### Work required
Retype everything from "That’s right, David" down to "kind of crazy." in the piece below on surprising songwriter credits, keeping every word and punctuation mark as it appears.

### Extract provided

As we continue the transition to digital media in the modern age, one thing we’ve lost is liner notes. These were usually just credits and weren’t really that important in the grand scheme of things, but sometimes they revealed some interesting facts. Specifically, they often listed who wrote certain songs, and could change your perception of a band.
Either that or they’d just shock you. Most of the time, you’d just see the guitarist’s name next to the song, but others you’d see some crazy name you’d never expect. Here are five that jumped out at me the first time I found out about them.
See also: In Appreciation of Peter Steele
The Weather Girls, “It’s Raining Men”
This iconic gay anthem has a long history and wasn’t a Weather Girls original by any means. Actually, I’m not sure the Weather Girls really ever wrote their own songs. Anyway, the mystery duo behind this one was actually Paul Jabara and… Paul Shaffer.
That’s right, David Letterman’s bandleader composed “It’s Raining Men.” The truth about Shaffer is that he’s had a long and varied career outside of Letterman’s show, writing songs for many artists and being Saturday Night Live‘s musical czar once upon a time. It’s a good bet this song made him more scratch than anything else, though.
Will Smith, “Gettin’ Jiggy Wit’ It”
It’s actually fairly well-known that the Fresh Prince’s late-’90s jam was ghostwritten by Nas, but it’s nonetheless shocking the first time you hear it. Then you have to listen back and try to catch some of Nas’ trademark flow coming out of Smith’s lips. It’s kind of crazy.

### Supplied information
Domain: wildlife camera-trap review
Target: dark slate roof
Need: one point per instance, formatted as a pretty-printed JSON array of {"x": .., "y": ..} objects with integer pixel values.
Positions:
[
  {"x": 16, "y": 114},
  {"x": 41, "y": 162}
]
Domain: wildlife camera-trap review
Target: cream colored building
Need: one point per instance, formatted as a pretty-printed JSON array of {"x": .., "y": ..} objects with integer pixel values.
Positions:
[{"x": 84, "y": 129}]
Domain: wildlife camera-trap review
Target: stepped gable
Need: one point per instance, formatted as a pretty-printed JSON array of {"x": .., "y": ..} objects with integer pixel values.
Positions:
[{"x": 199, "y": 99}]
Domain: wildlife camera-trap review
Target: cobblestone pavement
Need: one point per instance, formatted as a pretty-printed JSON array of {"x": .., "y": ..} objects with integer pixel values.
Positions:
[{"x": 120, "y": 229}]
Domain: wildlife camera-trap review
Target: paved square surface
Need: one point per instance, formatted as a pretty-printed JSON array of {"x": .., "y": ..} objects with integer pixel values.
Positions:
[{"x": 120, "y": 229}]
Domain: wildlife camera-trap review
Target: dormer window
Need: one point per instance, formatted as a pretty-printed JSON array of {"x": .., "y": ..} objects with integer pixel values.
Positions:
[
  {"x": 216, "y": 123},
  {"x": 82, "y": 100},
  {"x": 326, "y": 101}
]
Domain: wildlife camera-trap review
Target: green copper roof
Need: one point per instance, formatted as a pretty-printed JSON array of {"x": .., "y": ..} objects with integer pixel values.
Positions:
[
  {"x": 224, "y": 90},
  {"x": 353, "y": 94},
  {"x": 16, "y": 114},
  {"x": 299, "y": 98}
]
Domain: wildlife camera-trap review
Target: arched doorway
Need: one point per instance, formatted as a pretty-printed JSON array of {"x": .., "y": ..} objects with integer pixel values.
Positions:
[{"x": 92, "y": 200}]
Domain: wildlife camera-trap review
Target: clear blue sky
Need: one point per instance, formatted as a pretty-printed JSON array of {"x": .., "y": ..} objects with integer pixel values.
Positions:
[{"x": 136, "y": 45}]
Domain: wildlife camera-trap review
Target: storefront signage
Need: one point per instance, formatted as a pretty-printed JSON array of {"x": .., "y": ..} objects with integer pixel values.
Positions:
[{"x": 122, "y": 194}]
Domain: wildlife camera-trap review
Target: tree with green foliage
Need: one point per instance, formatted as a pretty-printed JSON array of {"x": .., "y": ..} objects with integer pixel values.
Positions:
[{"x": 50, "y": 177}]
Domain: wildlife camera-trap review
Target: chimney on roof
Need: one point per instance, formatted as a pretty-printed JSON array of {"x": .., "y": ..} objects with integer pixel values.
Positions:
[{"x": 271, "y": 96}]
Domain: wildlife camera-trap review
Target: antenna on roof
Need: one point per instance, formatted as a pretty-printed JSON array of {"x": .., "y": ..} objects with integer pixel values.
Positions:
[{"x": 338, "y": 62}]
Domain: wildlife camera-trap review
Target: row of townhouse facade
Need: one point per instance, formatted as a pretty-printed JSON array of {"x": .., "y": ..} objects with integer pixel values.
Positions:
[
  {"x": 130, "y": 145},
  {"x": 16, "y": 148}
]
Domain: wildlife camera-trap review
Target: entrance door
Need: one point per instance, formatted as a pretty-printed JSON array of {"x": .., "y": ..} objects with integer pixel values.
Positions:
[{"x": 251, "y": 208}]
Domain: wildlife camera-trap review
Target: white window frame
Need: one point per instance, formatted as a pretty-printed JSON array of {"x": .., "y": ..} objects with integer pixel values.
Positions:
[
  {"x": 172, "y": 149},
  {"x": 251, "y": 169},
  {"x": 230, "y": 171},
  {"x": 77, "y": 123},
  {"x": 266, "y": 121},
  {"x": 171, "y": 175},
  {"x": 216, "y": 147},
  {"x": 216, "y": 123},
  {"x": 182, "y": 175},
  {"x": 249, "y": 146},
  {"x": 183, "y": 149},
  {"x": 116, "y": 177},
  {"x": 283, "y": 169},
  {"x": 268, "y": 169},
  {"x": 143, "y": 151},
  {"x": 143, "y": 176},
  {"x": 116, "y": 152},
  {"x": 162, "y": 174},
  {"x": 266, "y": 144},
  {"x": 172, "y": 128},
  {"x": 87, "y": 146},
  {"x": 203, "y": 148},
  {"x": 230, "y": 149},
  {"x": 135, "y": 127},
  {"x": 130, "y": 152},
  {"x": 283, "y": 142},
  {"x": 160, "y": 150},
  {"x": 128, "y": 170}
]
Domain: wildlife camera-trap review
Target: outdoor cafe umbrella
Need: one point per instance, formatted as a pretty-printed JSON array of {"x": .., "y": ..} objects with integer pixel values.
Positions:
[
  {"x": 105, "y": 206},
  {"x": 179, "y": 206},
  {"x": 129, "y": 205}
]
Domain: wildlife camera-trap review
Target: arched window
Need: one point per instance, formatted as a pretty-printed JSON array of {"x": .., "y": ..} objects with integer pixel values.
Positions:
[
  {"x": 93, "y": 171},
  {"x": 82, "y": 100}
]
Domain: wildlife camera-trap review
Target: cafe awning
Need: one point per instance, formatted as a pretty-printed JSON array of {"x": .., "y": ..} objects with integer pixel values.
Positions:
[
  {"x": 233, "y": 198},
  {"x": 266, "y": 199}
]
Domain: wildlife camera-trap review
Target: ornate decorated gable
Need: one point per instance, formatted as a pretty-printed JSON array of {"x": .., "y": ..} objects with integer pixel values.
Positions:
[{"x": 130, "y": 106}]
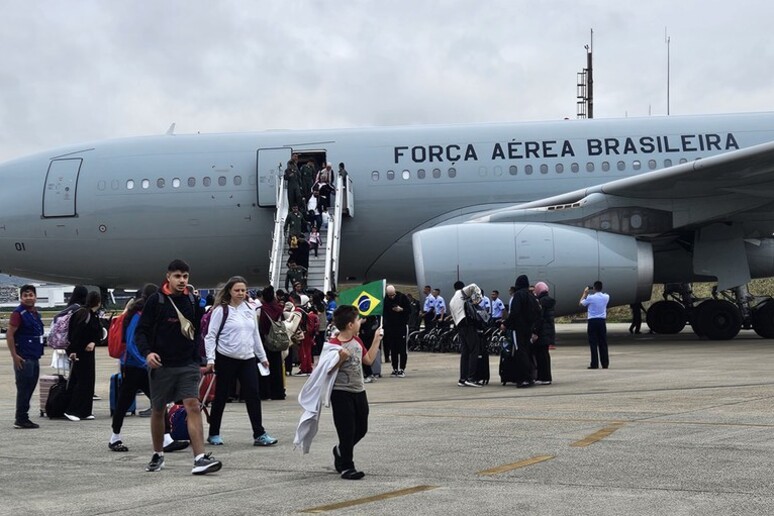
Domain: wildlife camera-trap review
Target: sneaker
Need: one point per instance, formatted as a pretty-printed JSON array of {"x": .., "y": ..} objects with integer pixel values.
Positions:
[
  {"x": 215, "y": 440},
  {"x": 206, "y": 465},
  {"x": 156, "y": 463},
  {"x": 264, "y": 440},
  {"x": 25, "y": 424},
  {"x": 175, "y": 446},
  {"x": 352, "y": 474}
]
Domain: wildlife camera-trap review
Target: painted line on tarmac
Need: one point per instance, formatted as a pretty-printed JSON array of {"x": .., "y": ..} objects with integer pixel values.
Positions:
[
  {"x": 369, "y": 499},
  {"x": 598, "y": 435},
  {"x": 516, "y": 465}
]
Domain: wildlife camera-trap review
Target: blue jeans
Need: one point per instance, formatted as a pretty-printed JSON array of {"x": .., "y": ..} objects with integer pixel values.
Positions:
[{"x": 26, "y": 381}]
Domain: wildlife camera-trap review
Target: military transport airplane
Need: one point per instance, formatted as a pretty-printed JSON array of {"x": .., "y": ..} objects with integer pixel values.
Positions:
[{"x": 631, "y": 202}]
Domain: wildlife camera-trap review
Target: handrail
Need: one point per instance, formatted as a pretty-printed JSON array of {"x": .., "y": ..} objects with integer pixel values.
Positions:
[
  {"x": 333, "y": 240},
  {"x": 278, "y": 240}
]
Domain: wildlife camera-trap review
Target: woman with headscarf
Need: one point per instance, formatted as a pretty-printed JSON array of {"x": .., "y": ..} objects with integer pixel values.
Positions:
[{"x": 544, "y": 334}]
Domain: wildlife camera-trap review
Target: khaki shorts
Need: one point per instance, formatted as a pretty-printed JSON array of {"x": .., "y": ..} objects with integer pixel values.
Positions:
[{"x": 170, "y": 384}]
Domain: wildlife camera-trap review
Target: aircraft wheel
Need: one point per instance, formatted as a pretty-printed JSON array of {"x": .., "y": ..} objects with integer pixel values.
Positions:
[
  {"x": 666, "y": 317},
  {"x": 763, "y": 320},
  {"x": 718, "y": 320}
]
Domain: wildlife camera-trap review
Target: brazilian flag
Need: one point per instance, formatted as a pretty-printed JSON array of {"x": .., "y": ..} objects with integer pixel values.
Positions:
[{"x": 368, "y": 298}]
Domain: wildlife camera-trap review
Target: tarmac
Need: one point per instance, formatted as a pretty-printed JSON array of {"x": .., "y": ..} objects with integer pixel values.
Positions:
[{"x": 675, "y": 426}]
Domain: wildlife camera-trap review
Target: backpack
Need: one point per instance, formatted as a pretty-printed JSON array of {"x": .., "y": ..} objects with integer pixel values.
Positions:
[
  {"x": 58, "y": 336},
  {"x": 116, "y": 339},
  {"x": 277, "y": 338}
]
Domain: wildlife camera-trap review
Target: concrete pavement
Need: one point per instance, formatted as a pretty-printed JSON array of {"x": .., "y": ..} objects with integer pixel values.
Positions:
[{"x": 675, "y": 426}]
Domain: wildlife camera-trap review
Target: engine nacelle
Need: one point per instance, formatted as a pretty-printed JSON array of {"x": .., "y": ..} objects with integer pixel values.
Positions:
[{"x": 568, "y": 258}]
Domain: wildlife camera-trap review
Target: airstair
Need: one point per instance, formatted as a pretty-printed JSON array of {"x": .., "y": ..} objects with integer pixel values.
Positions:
[{"x": 323, "y": 269}]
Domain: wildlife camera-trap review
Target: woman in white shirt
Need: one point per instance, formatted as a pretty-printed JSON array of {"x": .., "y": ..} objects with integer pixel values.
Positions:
[{"x": 234, "y": 348}]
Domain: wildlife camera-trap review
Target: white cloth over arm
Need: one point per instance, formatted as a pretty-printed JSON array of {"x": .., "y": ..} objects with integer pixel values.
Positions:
[{"x": 315, "y": 393}]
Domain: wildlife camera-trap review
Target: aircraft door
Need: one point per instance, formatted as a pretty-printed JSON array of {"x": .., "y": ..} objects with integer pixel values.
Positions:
[
  {"x": 270, "y": 165},
  {"x": 60, "y": 187}
]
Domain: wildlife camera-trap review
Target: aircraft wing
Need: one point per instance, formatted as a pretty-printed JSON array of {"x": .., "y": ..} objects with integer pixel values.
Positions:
[{"x": 733, "y": 186}]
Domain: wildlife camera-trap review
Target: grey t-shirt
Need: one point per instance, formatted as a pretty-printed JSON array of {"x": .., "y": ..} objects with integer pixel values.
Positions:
[{"x": 350, "y": 375}]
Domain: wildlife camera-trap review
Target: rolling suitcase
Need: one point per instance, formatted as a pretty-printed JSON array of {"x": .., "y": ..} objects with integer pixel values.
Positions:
[
  {"x": 115, "y": 387},
  {"x": 482, "y": 364}
]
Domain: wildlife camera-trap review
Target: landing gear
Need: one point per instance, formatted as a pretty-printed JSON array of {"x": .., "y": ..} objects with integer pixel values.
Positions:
[
  {"x": 666, "y": 317},
  {"x": 716, "y": 319}
]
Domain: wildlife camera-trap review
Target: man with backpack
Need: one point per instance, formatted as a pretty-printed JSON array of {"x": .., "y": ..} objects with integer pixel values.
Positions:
[
  {"x": 25, "y": 341},
  {"x": 166, "y": 338}
]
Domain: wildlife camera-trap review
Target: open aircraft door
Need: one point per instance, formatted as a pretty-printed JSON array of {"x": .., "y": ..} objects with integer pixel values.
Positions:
[
  {"x": 60, "y": 187},
  {"x": 270, "y": 165}
]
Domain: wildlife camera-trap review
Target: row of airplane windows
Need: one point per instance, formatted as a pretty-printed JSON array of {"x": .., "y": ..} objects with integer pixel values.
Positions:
[
  {"x": 528, "y": 169},
  {"x": 436, "y": 173}
]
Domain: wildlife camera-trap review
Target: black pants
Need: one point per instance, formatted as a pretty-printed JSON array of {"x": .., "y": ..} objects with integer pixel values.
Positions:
[
  {"x": 597, "y": 332},
  {"x": 469, "y": 350},
  {"x": 395, "y": 342},
  {"x": 350, "y": 416},
  {"x": 82, "y": 386},
  {"x": 228, "y": 371},
  {"x": 272, "y": 386},
  {"x": 543, "y": 360}
]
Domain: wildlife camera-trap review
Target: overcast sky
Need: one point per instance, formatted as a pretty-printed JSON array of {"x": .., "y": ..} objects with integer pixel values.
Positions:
[{"x": 74, "y": 71}]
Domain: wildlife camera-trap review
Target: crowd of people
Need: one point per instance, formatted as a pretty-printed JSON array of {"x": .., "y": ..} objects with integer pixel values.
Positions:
[{"x": 173, "y": 340}]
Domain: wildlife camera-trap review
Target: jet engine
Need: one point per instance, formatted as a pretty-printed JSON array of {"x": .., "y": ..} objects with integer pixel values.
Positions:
[{"x": 567, "y": 258}]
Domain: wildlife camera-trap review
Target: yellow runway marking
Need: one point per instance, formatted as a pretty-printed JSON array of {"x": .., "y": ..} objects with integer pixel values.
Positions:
[
  {"x": 516, "y": 465},
  {"x": 598, "y": 436},
  {"x": 369, "y": 499}
]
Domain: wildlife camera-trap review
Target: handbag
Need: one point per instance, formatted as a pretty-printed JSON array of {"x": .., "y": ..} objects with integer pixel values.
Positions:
[{"x": 186, "y": 326}]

### Exercise solution
That’s right, David Letterman’s bandleader composed “It’s Raining Men.” The truth about Shaffer is that he’s had a long and varied career outside of Letterman’s show, writing songs for many artists and being Saturday Night Live‘s musical czar once upon a time. It’s a good bet this song made him more scratch than anything else, though.
Will Smith, “Gettin’ Jiggy Wit’ It”
It’s actually fairly well-known that the Fresh Prince’s late-’90s jam was ghostwritten by Nas, but it’s nonetheless shocking the first time you hear it. Then you have to listen back and try to catch some of Nas’ trademark flow coming out of Smith’s lips. It’s kind of crazy.